**EXCERPT PROVIDED**
┌──

Comprehending the processing of sensory impressions

During the processing of daily sensory impressions such as taste, sight, pain or warmth, what are known as transient receptor potential channels (TRP channels) take part. They are located, among other places, in the cells of our nervous system. In 2021, David Julius and Ardem Patapoutian were awarded the Nobel Prize for Medicine for discovering and researching them. Freiburg researchers working with Bernd Fakler and Dr. Astrid Kollewe and her colleagues at Saarland University have now succeeded in deciphering the molecular structure of TRPC channels and their activation mechanism in the brains of mice. TRPC channels are known as the “classic subfamily” of the TRP channels. They play an important role in passing on information between nerve cells. Defective TRPC channels can cause movement disorders or kidney diseases.

TRPC channels are integrated in larger protein complexes 

By using techniques of high resolution proteomic analysis, the research team could determine the composition of the TRPC channels in the brains of mice. “Our experiments have shown that TRPC channels in the brain are not present as isolated channel pores. Instead, they must be integrated with further proteins in larger complexes,” Kollewe explains. “Additionally, we saw during the assembly of the TRPC proteins to channel pores, that not all the experimentally possible combinations were used and different TRPC subclasses have very different affinities to forming mixed or more uniform channel pores,” she adds. Beyond that, the researchers identified a further 15 proteins which interact with sub-classes of the TRPC channels in the brains of mice. “Most of these proteins hadn’t been brought into connection with TRPC channels before at all,” says Fakler.

The researchers were also able to show the following regarding the activation mechanism of the TRPC channels: Ca2+ (Calcium ions (Ca2+)) must be released in direct vicinity of the TRPC channel in order to stimulate them. “Even if the activation can theoretically take place without direct interaction between the  Ca2+-releasing receptor and the TRPC channel, the naturally selected complex formation between both likely serves to make signalling transmission more reliable,” elaborates Fakler. “Activation is also spatially limited and signalling transmission accelerated.”


Factual overview:

  • Original publications:  
    • Kocylowski MK, Aypek H, Bildl W, Helmstädter M, Trachte P, Dumoulin B, Wittösch S, Kühne L, Aukschun U, Teetzen C, Kretz O, Gaal B, Kulik A, Antignac C, Mollet G, Köttgen A, Göcmen B, Schwenk J, Schulte U, Huber TB, Fakler B, Grahammer F. A (2022): A Slit-diaphragm-associated protein network for dynamic control of renal filtration. In: Nature Communications. DOI:
    • Kollewe A, Schwarz Y, Oleinikov K, Raza A, Haupt A, Wartenberg P, Wyatt A, Boehm U, Ectors F, Bildl W, Zolles G, Schulte U, Bruns D, Flockerzi V, Fakler B (2022). Subunit composition, molecular environment, and activation of native TRPC channels encoded by their interactomes. In: Neuron. DOI:
  • Since 2001, Falker has been the head of Department II of the Institute of Physiology of the Faculty of Medicine of the University of Freiburg.
  • Fakler’s research is focused in particular on molecular organization and function of the rapid signal transduction at the cell membrane, proteomic analysis of membrane proteins, and the structural and functional analysis of ion channels and G protein-coupled receptors.
  • He is a member of the Cluster of Excellence, the CIBSS – Centre for Integrative Biological Signalling Studies and of the  BIOSS – Centre for Biological Signalling Studies.
  • Fakler was the spokesperson for Collaborative Research Center 746, which examined functional specificity by coupling and modification of proteins until its work was successfully concluded in 2018.

└──

Referring expression data:
┌──

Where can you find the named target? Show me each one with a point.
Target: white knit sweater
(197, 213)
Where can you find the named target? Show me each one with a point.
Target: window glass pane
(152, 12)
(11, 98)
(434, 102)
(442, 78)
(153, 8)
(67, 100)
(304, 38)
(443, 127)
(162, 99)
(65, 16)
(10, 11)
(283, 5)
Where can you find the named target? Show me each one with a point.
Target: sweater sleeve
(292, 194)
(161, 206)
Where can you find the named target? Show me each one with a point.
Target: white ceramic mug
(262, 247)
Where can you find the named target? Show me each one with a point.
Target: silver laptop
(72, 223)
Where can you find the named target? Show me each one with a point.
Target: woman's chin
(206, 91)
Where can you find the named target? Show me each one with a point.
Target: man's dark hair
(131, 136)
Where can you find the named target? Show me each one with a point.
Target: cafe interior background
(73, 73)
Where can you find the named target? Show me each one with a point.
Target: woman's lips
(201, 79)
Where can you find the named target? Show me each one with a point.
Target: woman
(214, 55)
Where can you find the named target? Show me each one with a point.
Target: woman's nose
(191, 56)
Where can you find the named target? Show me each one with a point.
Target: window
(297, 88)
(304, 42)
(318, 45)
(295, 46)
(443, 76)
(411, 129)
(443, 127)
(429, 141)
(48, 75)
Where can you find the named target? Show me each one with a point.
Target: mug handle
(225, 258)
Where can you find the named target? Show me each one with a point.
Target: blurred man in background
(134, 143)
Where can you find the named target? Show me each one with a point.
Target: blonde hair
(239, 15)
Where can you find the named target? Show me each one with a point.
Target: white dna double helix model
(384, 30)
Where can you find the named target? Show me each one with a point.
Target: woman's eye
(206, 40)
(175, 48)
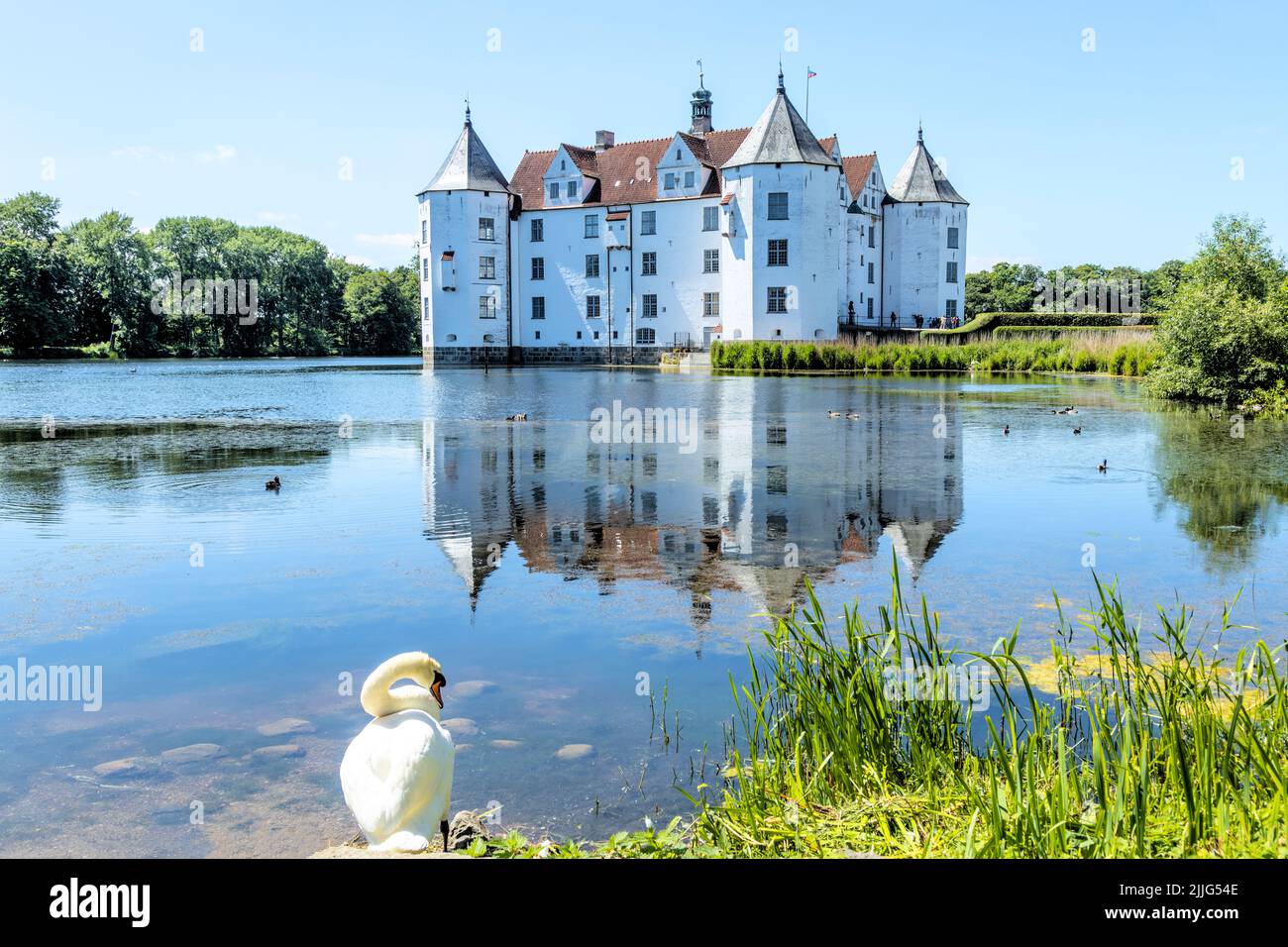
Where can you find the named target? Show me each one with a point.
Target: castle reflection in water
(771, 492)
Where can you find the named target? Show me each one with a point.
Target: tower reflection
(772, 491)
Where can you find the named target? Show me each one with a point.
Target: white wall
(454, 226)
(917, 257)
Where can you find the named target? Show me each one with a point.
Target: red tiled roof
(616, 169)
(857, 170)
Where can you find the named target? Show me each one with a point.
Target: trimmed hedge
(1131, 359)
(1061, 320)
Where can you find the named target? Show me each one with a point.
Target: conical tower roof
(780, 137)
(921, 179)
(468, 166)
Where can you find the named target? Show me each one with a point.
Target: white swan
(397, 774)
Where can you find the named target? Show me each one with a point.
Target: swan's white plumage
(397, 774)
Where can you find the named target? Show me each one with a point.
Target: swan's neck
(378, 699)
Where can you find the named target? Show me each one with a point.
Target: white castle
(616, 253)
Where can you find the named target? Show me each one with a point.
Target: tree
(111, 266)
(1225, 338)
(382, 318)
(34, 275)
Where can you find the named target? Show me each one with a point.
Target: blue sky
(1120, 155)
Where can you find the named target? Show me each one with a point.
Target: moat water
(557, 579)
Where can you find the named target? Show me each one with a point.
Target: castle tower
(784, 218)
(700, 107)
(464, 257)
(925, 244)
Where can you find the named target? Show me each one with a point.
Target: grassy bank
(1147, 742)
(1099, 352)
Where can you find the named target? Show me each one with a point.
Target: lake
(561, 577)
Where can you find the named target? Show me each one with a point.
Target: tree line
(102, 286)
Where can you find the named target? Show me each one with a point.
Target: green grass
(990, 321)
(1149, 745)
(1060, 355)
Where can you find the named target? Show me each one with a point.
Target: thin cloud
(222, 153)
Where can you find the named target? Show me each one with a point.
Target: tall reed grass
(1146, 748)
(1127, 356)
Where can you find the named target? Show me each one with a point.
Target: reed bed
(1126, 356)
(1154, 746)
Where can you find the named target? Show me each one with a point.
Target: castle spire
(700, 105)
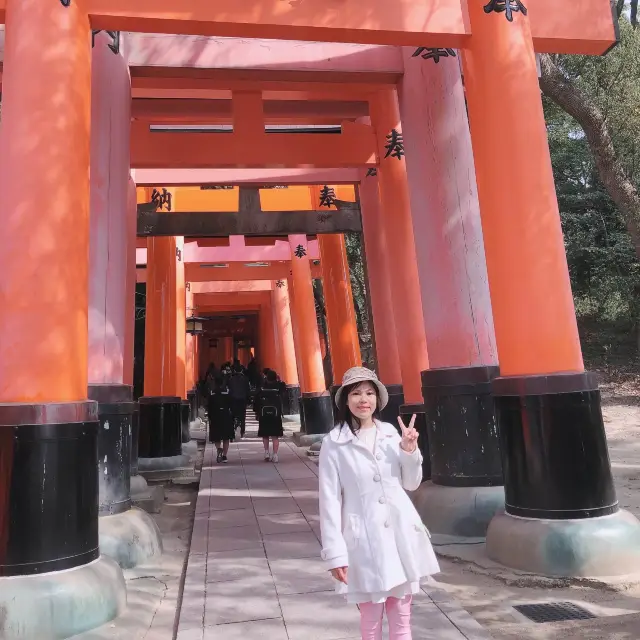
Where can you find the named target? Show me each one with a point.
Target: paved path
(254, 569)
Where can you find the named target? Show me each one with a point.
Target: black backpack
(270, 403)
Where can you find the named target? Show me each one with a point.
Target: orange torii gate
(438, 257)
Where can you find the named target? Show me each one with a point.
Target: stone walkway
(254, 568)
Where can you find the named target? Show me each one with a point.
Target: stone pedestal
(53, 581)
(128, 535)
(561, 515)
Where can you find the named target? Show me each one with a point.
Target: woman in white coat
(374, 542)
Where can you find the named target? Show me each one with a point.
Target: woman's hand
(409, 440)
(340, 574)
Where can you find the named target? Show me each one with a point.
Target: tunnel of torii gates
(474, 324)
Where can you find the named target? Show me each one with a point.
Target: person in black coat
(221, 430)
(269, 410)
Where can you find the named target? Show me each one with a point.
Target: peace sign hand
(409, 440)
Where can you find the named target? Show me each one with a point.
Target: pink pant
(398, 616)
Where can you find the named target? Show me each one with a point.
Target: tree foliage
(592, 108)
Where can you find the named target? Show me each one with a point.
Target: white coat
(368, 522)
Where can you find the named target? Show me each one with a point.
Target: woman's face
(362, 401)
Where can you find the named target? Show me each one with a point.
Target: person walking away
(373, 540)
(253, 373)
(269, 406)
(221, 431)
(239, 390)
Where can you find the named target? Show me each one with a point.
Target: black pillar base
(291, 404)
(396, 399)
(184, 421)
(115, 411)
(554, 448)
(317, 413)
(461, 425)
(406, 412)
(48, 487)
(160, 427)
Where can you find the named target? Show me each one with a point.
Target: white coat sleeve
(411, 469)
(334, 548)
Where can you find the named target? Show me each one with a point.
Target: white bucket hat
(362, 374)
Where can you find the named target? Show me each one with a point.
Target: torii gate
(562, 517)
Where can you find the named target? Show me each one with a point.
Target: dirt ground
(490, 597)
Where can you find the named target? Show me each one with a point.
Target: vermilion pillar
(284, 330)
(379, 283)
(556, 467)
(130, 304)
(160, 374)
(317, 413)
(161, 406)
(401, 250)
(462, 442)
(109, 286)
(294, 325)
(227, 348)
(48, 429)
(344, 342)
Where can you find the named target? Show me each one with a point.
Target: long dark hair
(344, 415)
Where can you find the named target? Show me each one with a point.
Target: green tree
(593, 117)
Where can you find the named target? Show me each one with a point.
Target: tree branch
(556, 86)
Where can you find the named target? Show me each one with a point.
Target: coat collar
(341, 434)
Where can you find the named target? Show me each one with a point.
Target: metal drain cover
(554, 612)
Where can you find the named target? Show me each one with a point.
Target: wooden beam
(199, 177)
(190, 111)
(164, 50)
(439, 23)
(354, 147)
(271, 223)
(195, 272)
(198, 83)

└──
┌──

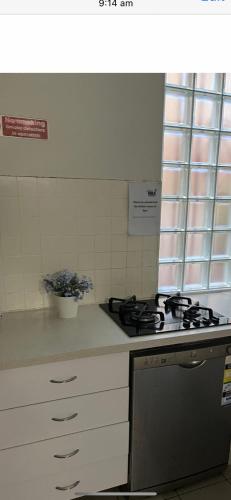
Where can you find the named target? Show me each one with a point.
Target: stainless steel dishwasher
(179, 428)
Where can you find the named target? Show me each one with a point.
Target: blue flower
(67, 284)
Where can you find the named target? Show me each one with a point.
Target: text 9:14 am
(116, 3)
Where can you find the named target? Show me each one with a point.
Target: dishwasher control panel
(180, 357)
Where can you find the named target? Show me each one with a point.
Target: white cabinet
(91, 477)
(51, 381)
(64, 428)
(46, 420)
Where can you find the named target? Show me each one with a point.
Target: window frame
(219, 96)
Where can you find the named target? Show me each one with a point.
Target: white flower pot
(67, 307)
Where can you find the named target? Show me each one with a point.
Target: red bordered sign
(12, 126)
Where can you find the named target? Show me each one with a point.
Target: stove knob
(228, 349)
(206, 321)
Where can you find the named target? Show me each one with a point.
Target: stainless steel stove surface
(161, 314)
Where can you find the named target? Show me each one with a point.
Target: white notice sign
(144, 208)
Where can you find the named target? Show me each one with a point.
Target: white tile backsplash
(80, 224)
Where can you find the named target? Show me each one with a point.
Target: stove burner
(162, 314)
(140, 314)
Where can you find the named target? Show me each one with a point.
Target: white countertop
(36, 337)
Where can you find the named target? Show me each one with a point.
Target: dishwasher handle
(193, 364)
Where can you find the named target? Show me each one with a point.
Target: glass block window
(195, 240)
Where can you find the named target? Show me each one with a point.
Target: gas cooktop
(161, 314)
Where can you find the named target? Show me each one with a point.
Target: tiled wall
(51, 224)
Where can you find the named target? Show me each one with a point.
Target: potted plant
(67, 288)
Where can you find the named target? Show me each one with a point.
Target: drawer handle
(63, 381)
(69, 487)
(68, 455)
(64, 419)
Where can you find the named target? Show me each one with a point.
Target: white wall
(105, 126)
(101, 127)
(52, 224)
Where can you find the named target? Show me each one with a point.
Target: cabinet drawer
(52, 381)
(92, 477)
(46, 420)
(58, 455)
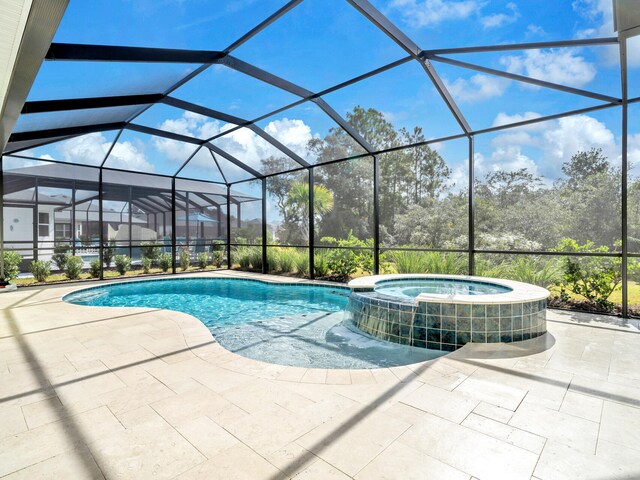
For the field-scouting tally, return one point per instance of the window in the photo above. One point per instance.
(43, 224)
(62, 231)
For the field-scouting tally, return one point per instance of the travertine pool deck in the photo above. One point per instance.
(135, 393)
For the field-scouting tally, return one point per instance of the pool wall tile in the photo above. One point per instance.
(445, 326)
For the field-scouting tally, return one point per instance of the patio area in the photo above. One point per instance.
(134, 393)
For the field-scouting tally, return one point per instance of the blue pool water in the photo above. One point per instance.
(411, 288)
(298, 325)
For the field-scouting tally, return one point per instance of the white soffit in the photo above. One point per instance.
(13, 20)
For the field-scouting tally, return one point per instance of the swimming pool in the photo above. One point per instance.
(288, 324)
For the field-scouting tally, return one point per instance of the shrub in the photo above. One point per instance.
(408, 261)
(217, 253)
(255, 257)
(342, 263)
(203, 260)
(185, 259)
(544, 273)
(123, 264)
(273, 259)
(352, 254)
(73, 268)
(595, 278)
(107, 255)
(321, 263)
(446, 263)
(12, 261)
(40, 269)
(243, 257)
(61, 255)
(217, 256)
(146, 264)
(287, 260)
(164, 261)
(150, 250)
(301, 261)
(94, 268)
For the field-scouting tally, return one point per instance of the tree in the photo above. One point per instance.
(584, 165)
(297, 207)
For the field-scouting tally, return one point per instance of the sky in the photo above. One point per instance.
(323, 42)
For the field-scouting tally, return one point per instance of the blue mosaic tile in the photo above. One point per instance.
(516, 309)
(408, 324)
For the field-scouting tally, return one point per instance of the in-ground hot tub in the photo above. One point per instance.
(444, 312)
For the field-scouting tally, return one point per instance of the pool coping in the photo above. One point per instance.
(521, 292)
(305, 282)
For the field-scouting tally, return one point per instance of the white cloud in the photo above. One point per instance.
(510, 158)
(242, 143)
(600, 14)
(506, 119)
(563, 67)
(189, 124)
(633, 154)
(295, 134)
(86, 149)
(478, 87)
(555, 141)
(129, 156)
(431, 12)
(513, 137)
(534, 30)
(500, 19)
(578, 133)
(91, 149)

└──

**SET OF TASKS**
[a] Answer these questions using the excerpt on TRPC channels:
(i) In what year were David Julius and Ardem Patapoutian awarded the Nobel Prize for Medicine?
(ii) How many further proteins interacting with sub-classes of the TRPC channels did the researchers identify in the brains of mice?
(iii) In what year was the work of Collaborative Research Center 746 concluded?
[b] Give the passage of the excerpt on TRPC channels starting at "Comprehending the processing" and ending at "or kidney diseases.", swapping "Nobel Prize for Medicine" for "Nobel Prize in Physiology or Medicine".

**RESPONSES PER TASK**
[a]
(i) 2021
(ii) 15
(iii) 2018

[b]
Comprehending the processing of sensory impressions

During the processing of daily sensory impressions such as taste, sight, pain or warmth, what are known as transient receptor potential channels (TRP channels) take part. They are located, among other places, in the cells of our nervous system. In 2021, David Julius and Ardem Patapoutian were awarded the Nobel Prize in Physiology or Medicine for discovering and researching them. Freiburg researchers working with Bernd Fakler and Dr. Astrid Kollewe and her colleagues at Saarland University have now succeeded in deciphering the molecular structure of TRPC channels and their activation mechanism in the brains of mice. TRPC channels are known as the “classic subfamily” of the TRP channels. They play an important role in passing on information between nerve cells. Defective TRPC channels can cause movement disorders or kidney diseases.